→ Text shown:
The FDA approved Risperdal for the treatment of schizophrenia or bipolar I disorder in kids and teens. Risperdal can now be prescribed for teens age 13 to 17 with schizophrenia, and for ages 10 to 17 for short-term (three-week) use with bipolar I disorder.
I don’t have a problem with that. Without breaking confidentiality, I’ll make a general statement: childhood schizophrenia, though perhaps a rare form of the disorder (and I doubt it’s as rare as we think), is often the most heartbreaking for mothers and fathers to experience secondhand. Seeing their son or daughter gripped by such a hell is the worst kind of hell to live in.
Thus, the FDA-endorsed treatment comes not a moment too soon; particularly since psychiatrists have been using it off-label for years.
Dr. Thomas Laughren, director of the Division of Psychiatry Products at the FDA’s Center for Drug Evaluation and Research, notes the agency has asked Janssen, the maker of Risperdal, to research how the drug might affect growth and development in adolescents.
My key concern is that perhaps it could stunt growth or alter the formation of brain cells in teens, yet even here, because neuroleptics promote neurogenesis in adult brains, it’s worth studying to see if cell regeneration happens in adolescent brains spiked with Risperdal.

→ Required work:
1. According to the Risperdal article, for what ages and length of use can Risperdal be prescribed for bipolar I disorder?
2. Write a continuation of the Risperdal article, starting after its final sentence.
The records have no connection to the Risperdal article.

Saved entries
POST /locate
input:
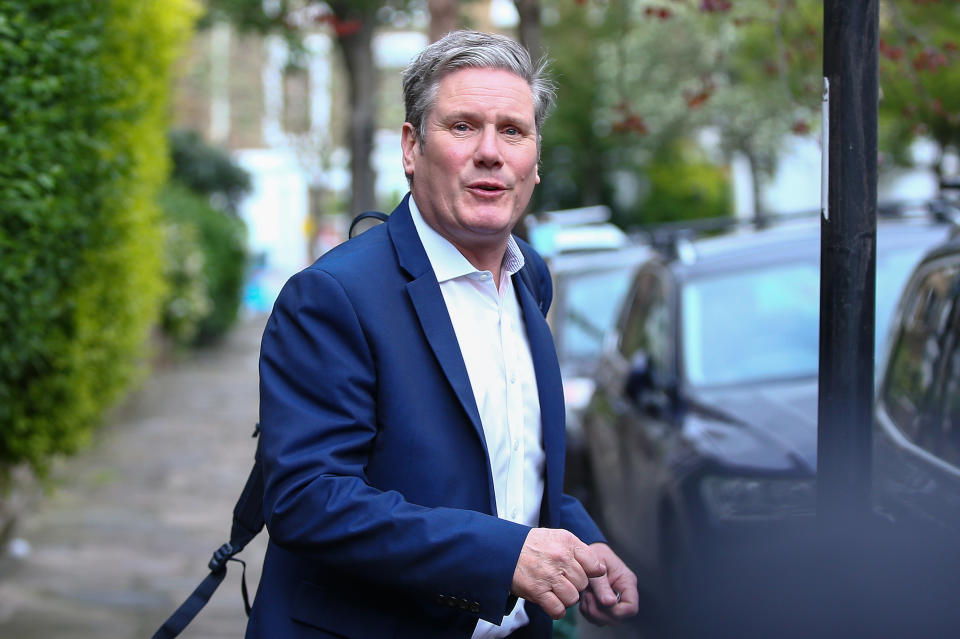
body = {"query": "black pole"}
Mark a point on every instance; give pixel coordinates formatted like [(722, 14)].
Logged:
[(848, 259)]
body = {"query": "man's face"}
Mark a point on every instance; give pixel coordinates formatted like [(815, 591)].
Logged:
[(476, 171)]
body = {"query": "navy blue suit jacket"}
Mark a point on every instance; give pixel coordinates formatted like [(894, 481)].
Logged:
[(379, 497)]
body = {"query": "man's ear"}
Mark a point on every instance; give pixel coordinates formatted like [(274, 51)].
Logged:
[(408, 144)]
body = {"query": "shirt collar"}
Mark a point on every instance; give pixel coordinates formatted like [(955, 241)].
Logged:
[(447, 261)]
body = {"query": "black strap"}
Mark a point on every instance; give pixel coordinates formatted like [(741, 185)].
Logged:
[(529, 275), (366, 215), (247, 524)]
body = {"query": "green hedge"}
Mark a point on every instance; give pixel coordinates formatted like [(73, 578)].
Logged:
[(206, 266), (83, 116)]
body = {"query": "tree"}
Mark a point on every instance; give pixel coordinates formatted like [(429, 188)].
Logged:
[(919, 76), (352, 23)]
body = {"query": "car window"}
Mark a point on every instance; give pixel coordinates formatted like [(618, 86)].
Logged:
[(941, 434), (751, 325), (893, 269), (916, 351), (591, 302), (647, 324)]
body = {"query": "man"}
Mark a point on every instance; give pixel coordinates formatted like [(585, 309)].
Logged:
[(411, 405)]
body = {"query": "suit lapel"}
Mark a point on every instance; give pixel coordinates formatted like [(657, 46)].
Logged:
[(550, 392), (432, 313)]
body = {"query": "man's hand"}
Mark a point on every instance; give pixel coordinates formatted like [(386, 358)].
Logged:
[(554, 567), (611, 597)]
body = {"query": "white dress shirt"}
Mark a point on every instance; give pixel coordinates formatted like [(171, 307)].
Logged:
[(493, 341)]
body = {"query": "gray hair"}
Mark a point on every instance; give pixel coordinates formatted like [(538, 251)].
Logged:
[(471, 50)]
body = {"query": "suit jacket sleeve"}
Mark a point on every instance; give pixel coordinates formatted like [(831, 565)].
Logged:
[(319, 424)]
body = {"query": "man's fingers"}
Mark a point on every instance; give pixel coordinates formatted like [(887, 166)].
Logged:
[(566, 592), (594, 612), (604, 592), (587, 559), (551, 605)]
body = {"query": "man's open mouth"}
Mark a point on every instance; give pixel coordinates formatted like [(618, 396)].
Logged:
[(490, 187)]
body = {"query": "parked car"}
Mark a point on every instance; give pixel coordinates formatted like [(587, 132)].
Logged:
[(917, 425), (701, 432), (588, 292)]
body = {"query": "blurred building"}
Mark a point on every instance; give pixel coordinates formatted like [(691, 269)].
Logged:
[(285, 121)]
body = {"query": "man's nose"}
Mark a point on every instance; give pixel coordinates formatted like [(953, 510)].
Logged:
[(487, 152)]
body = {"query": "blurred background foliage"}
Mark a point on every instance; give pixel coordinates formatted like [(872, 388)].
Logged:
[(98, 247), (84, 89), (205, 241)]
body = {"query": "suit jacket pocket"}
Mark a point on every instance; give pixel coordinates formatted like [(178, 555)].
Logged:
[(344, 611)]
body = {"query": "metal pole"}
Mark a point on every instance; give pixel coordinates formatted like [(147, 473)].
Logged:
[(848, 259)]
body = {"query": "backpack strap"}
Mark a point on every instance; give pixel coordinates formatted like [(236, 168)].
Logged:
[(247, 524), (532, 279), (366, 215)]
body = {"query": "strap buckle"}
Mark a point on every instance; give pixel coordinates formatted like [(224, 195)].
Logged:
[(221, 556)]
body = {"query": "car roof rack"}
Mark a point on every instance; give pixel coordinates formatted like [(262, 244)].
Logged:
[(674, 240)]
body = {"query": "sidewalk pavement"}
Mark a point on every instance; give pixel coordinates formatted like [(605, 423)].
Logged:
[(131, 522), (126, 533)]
...
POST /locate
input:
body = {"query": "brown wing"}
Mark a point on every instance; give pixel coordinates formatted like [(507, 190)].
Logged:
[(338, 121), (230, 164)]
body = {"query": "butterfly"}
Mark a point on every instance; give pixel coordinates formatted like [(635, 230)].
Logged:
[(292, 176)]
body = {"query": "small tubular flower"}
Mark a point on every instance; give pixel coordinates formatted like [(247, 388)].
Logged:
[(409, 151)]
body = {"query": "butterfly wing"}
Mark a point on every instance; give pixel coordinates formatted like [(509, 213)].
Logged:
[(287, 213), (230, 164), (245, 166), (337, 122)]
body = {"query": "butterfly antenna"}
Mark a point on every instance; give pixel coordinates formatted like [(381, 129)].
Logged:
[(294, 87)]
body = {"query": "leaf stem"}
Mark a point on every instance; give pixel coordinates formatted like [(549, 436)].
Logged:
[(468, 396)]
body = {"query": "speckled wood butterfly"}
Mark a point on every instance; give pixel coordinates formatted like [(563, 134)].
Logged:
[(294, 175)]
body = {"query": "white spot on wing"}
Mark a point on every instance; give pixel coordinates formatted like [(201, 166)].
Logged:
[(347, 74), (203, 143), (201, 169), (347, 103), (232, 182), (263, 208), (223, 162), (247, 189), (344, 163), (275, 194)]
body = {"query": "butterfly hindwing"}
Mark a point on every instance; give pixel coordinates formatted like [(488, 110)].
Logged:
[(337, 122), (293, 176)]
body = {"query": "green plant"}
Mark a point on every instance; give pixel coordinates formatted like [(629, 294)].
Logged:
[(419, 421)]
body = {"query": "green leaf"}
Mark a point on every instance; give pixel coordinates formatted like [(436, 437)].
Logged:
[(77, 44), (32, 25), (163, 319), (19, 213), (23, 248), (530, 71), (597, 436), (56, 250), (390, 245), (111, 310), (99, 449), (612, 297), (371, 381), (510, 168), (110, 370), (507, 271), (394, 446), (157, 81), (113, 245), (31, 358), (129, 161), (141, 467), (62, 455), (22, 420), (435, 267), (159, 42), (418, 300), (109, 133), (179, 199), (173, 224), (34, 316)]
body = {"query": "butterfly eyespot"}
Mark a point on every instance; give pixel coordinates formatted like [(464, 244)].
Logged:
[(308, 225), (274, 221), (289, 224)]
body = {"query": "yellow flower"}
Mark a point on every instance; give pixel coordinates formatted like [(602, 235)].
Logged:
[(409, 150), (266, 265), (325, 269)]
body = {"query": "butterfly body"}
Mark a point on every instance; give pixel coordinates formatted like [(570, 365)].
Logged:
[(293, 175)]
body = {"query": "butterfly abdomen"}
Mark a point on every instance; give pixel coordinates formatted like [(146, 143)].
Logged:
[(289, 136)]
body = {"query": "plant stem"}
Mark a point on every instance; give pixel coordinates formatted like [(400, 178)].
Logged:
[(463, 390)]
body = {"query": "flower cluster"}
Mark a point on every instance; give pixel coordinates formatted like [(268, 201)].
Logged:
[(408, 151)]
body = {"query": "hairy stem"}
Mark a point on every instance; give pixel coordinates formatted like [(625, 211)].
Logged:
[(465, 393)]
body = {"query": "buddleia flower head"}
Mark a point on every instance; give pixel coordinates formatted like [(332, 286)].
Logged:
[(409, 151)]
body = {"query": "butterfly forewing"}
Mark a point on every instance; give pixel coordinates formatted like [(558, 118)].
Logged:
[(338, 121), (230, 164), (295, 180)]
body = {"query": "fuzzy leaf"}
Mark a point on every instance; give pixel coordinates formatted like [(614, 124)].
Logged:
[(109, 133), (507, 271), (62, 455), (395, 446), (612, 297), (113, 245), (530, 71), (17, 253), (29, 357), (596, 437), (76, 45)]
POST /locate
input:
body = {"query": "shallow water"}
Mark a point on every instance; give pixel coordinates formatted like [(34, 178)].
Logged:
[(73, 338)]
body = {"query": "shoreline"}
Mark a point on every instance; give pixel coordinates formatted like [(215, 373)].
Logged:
==
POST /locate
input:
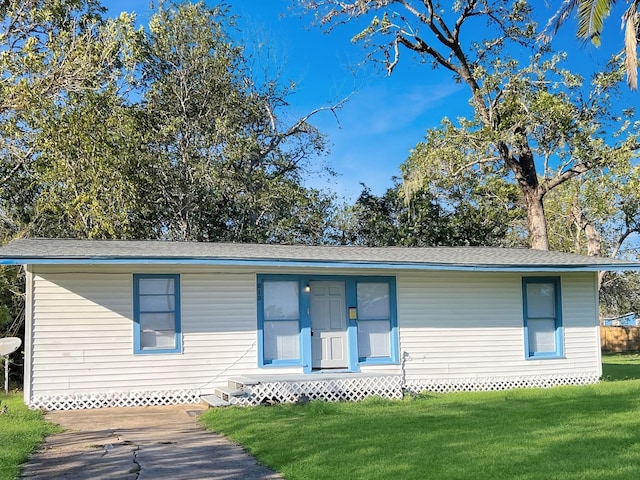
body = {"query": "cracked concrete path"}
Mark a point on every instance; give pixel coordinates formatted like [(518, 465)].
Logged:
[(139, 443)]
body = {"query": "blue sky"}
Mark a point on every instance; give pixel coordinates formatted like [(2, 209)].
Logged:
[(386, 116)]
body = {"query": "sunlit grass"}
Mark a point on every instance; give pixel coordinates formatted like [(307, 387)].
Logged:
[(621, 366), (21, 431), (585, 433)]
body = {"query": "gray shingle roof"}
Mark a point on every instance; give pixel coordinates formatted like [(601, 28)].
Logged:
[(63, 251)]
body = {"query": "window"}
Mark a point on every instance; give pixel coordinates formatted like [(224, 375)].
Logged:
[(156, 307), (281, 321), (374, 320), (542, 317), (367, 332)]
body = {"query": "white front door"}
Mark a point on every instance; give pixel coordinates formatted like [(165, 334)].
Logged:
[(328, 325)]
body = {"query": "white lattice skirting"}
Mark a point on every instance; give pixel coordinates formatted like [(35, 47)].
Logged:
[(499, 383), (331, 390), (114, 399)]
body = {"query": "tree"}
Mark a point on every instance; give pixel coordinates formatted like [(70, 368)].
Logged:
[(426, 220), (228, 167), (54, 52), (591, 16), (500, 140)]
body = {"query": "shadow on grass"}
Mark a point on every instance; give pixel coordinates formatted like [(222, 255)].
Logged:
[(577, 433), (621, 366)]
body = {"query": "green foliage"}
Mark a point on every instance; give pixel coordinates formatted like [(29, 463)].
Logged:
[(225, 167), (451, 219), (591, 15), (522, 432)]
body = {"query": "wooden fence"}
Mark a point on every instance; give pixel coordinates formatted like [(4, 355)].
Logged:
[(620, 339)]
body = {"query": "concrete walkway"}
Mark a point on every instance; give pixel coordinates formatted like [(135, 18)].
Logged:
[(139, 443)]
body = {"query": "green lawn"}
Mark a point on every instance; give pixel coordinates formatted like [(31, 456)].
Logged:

→ List of answers:
1. Ages 10 to 17, for short-term (three-week) use.

2.
Again, I’m not terribly concerned because psychiatrists have been using medications off-label for some time, and would hopefully have the clinical experience and scrupulous judgment necessary to prescribe the Risperdal at a lower dose, or explore other dosing measures.
Could the drug be used when it’s not warranted? We’ve all heard or read stories of parents who “can’t control” their wild, rebellious teens and remand them to psychiatric care, sometimes at hospitals where there’s a flimsy excuse like the daughter wouldn’t wear a dress. (The subject of the book, The Last Time I Wore a Dress.)
It’s chilling to think that this could happen in the modern world. Hope and Hell are often separated by a fine line. In retrospect, a mother could realize her daughter’s moodiness or paranoia wasn’t “normal” teenage mercurial blues, and wish something had been done. Yet how soon to dispense drugs is soon enough, and when is it too soon?
If I were a mother, I’d hope against hope that my child would outgrow the schizophrenia, but the outcome can’t be predicted. Because schizophrenia, a sly chameleon, does take on the traits of a hormone-addled adolescent, it’s hard to diagnosis at first blush.
That said, I’m in favor of early treatment if a psychiatrist has made, or a clinical team confers on, a diagnosis of schizophrenia. Every memoir I’ve read by an adult living with this condition has indicated the person lived ten or more years cycling through symptoms before a diagnosis or treatment was arrived at.
In closing, I’ll salute the FDA for greenlighting the use of Risperdal in kids and teens. My prayers are with those mothers and fathers whose young children live with this devastating illness.